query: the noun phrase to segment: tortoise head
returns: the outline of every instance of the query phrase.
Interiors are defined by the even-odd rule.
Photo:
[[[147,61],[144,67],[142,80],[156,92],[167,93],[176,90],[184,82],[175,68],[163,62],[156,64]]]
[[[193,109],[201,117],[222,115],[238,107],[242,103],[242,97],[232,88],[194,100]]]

> _WHAT IS EXPECTED_:
Copy these lines word for word.

> _TASK RESULT_:
query: the noun phrase to segment: tortoise head
returns: the outline of every instance of the query phrase.
Interiors are defined by the even-odd rule.
Photo:
[[[147,61],[144,67],[142,80],[156,92],[167,93],[176,90],[184,82],[175,68],[163,62],[156,64]]]
[[[193,109],[201,117],[222,115],[238,107],[242,103],[242,97],[232,88],[194,100]]]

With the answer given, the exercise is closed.